**Instruction**
Quote, word for word, the lines of the material below from the one containing "Objective — for every instance of the man in" through the one containing "[[432, 171]]", including both.

[START OF Supplied entries]

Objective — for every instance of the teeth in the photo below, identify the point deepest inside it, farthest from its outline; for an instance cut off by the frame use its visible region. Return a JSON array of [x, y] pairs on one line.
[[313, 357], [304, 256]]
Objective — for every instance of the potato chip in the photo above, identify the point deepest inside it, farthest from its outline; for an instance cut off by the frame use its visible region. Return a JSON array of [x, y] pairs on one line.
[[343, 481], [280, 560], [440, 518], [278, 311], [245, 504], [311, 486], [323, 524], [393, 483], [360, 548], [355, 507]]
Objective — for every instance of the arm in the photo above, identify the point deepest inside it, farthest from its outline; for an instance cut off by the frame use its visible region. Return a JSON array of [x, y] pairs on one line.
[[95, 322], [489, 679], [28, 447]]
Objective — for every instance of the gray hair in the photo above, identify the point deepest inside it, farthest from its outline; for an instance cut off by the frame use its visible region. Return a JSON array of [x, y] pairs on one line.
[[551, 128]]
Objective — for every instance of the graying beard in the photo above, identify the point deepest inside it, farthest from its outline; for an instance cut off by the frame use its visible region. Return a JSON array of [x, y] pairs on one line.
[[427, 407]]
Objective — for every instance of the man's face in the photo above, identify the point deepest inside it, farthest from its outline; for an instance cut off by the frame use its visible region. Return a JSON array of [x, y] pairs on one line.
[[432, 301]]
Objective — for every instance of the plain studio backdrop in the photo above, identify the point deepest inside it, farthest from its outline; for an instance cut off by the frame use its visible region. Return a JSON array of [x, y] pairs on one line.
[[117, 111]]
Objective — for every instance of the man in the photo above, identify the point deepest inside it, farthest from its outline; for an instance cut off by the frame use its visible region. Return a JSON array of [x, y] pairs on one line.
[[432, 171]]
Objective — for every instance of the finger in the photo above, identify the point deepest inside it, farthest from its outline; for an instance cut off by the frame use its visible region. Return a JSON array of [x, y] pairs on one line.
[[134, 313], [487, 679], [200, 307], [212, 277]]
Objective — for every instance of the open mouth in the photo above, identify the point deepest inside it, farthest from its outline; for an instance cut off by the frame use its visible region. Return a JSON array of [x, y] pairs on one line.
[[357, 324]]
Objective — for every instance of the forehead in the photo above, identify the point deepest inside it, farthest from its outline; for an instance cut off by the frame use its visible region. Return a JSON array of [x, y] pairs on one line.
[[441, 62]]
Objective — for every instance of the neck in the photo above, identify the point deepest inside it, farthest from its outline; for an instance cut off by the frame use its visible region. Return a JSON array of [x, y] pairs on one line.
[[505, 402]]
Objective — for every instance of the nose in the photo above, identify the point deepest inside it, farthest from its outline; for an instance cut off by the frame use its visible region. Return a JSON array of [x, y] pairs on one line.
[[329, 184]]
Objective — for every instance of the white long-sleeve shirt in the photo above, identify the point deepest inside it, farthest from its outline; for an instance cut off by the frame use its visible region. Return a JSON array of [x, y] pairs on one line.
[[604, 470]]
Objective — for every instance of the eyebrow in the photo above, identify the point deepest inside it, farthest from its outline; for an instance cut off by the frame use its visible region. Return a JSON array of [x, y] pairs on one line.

[END OF Supplied entries]

**Solution below**
Objective — for every instance of the man in the photo above, identify the point deepest inside it, farthest from its outline; for an instance cut off by the frame use its visible region. Return a JSON array of [x, y] pairs on one line.
[[432, 171]]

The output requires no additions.